_Activity list:_
1. The passage below on rheumatoid factor (RF) blood testing describes an at-home test kit. List, in order, the steps it gives for collecting and sending the sample with that kit.
2. Carry on the passage about RF blood testing below from its final sentence, keeping the same style.

_Text under study:_
————
To obtain the necessary blood sample for an RF test, a sample of blood is drawn from a vein in your arm, usually inside the elbow or on the back of the hand.

The health care provider conducting the blood draw will first locate an appropriate vein. Next, the provider will place an elastic band a few inches above the vein to increase blood flow. The skin is then cleaned and a needle is inserted into the vein. Blood is collected in a test tube or vial before the elastic band is removed and the needle is withdrawn.

This process typically takes less than five minutes. You may feel stinging when the needle is inserted and removed and some throbbing at the site after the blood is drawn.

All necessary materials for sample collection are provided in the test kit for an at-home RF test. Begin testing by cleaning your fingertip and pricking it with a provided lancet or needle to obtain a drop of blood. Then, you will put a few drops of blood into a collection device or test tube. The collection device is then packaged and sent to a lab by mail.

After the test

After completing a blood draw, a health care provider will apply a bandage and pressure to stop any bleeding at the site of the blood draw. There is little risk in having a blood draw. You may experience temporary pain or minor bruising. There are no restrictions on activities after RF testing.
————
_Data for analysis:_
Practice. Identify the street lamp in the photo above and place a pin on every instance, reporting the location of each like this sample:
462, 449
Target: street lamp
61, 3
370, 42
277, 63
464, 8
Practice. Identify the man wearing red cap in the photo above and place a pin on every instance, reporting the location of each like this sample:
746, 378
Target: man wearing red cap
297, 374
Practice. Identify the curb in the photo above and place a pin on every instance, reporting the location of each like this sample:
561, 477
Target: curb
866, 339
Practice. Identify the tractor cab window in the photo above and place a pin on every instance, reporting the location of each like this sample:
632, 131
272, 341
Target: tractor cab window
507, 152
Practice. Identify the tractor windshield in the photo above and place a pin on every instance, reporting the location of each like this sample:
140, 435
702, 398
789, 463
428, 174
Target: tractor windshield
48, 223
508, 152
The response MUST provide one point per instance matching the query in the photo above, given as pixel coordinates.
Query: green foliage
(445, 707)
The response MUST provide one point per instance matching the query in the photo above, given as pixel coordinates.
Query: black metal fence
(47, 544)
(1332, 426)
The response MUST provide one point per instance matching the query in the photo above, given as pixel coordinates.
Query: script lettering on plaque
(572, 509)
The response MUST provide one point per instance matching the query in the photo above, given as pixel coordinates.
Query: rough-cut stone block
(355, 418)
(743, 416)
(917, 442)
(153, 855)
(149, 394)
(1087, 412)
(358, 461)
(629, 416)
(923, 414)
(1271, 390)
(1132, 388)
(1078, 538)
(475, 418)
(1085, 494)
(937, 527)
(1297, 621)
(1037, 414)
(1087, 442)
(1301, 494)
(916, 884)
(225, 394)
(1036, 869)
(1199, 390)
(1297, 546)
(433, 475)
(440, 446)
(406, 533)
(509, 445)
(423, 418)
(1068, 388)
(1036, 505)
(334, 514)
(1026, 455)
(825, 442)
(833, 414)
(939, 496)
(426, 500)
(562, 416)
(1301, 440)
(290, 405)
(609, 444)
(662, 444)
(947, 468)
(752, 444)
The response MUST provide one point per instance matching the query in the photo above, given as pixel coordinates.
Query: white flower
————
_Answers to the problems:_
1.
1. Clean your fingertip.
2. Prick it with the provided lancet or needle to obtain a drop of blood.
3. Put a few drops of blood into a collection device or test tube.
4. Package the collection device.
5. Send it to a lab by mail.

2.
For an at-home RF test, you can apply a bandage to your fingertip to stop bleeding after collecting the blood sample.

Rheumatoid Factor Test Results

Receiving test results

Results are normally available within a few business days of taking an RF test. They may be shared with you via phone, mail, or electronically. In some cases, doctors may wait to share the results of RF testing until other testing is completed.

Results from at-home RF testing may take additional time as the test sample must first be mailed to the appropriate laboratory. Test reports may be available through the company’s website or a smartphone app. Some at-home testing companies connect you to a health professional for support in understanding the test result.

Interpreting test results

After an RF test is completed, test results are reported as either positive or negative. A numerical or titer value may be provided to indicate the level of RF detected in the blood. Negative results may also be called normal, while positive results may be called abnormal.

Reference ranges for this test vary by laboratory and the type of RF test performed in the analysis. It’s important to use the reference ranges provided by an individual laboratory.

Because RF testing is rarely used alone, the results of an RF test should be interpreted with caution. A negative test result indicates that little to no RF was found in the blood, but this does not always rule out an underlying health issue. Up to 20% of people with RA may have a negative RF test result, and their results may change over time.

Testing positive for RF may indicate an underlying health condition but is insufficient to diagnose it on its own. Around 4% of healthy people have RF detected in their blood. Positive results may also be related to an underlying autoimmune disorder, certain infections, and some types of cancer.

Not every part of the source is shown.